*Work to be completed*
Copy the lines of the records below verbatim, from the line containing "Task: indicate one point on every instance of the person with" through the end of the records, and leave the pictures out of your answer.

*Dataset rows*
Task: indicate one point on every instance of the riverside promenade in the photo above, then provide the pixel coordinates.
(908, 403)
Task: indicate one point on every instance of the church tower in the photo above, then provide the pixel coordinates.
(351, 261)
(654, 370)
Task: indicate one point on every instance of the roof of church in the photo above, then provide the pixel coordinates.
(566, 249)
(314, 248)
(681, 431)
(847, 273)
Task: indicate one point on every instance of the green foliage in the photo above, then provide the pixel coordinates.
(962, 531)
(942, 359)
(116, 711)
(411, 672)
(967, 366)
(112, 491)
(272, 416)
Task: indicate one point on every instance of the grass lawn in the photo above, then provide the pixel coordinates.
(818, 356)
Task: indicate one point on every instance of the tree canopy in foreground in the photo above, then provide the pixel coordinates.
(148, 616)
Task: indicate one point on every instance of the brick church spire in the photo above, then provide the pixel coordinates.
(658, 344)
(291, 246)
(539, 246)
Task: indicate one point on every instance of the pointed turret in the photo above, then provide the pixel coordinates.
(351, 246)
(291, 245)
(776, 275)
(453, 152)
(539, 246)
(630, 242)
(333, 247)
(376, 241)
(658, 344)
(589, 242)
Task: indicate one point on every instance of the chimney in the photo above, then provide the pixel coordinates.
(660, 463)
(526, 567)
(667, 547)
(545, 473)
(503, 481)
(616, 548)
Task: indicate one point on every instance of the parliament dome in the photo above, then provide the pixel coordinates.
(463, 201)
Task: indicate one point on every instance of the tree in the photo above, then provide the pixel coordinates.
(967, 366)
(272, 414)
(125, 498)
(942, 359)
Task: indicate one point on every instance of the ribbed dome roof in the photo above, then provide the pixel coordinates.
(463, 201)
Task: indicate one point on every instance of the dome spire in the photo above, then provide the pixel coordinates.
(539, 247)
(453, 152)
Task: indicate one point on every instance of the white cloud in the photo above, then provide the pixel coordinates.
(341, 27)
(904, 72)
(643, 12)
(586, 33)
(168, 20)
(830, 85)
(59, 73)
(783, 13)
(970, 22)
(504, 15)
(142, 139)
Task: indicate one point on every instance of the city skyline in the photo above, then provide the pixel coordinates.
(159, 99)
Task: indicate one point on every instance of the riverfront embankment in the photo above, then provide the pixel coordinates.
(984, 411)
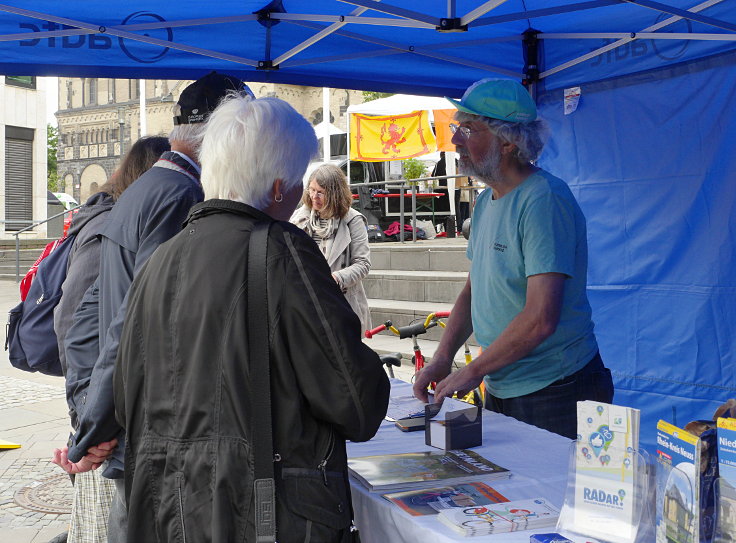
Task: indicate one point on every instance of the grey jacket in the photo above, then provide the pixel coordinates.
(82, 269)
(149, 212)
(83, 264)
(349, 258)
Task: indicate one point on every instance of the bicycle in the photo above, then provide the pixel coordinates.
(417, 328)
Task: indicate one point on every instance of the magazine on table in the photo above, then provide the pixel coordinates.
(407, 471)
(500, 518)
(605, 467)
(727, 473)
(431, 501)
(678, 484)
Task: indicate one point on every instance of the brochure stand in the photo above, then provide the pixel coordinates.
(725, 512)
(609, 495)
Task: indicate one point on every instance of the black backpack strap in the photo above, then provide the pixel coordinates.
(259, 367)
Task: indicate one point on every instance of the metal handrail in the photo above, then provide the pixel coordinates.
(401, 184)
(29, 227)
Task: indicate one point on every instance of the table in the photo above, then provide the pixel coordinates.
(538, 460)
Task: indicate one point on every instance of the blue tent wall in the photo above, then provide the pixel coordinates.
(651, 159)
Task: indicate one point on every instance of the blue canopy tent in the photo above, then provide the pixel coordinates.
(646, 151)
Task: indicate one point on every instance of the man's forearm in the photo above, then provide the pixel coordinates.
(521, 337)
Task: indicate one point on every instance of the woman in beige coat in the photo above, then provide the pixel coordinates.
(340, 232)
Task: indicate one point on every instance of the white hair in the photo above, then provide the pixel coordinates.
(248, 144)
(528, 137)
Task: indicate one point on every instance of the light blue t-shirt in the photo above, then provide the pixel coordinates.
(536, 228)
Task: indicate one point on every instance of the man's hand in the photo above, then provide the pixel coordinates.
(431, 373)
(461, 381)
(91, 461)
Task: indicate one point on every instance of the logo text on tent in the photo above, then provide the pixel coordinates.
(137, 51)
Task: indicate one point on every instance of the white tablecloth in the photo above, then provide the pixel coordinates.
(537, 459)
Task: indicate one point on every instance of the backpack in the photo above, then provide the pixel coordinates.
(31, 340)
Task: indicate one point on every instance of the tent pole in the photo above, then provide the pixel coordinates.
(142, 98)
(348, 145)
(326, 151)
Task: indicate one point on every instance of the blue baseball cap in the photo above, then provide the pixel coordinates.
(502, 99)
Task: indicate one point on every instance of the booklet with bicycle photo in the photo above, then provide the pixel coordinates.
(431, 501)
(605, 466)
(500, 518)
(678, 484)
(422, 470)
(727, 473)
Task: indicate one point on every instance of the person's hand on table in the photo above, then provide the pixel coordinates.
(431, 373)
(91, 461)
(462, 381)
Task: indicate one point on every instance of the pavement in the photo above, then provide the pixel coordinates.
(36, 495)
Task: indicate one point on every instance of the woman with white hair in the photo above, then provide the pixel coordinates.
(184, 378)
(340, 233)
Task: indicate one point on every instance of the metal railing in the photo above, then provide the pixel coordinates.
(31, 226)
(402, 185)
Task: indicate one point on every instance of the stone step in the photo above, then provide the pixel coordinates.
(402, 313)
(415, 286)
(425, 255)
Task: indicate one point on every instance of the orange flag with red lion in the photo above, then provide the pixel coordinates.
(391, 137)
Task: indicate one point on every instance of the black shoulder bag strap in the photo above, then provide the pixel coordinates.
(264, 486)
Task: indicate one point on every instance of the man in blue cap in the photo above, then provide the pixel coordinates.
(149, 212)
(525, 297)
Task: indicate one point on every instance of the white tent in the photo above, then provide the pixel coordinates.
(325, 128)
(400, 103)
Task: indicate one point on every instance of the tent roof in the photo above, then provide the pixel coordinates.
(429, 47)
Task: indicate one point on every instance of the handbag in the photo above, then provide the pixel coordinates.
(264, 486)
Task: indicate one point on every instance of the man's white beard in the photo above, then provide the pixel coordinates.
(488, 171)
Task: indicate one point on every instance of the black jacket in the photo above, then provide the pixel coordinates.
(182, 389)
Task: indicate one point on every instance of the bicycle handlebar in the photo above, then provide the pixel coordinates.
(412, 330)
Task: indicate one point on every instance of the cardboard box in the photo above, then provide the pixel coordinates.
(453, 425)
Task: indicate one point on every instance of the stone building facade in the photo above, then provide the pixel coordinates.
(99, 119)
(22, 155)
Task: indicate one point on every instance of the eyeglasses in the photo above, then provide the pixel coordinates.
(465, 131)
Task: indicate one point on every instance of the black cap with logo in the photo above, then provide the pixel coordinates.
(200, 98)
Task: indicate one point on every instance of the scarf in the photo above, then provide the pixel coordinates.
(316, 228)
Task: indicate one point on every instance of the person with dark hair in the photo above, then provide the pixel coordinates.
(341, 233)
(92, 492)
(147, 214)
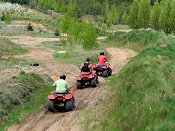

*Problem solution*
Task: indicate one point on every instance of the person with dark hair in the photo above, then provide the pixel coordinates.
(341, 233)
(92, 492)
(147, 214)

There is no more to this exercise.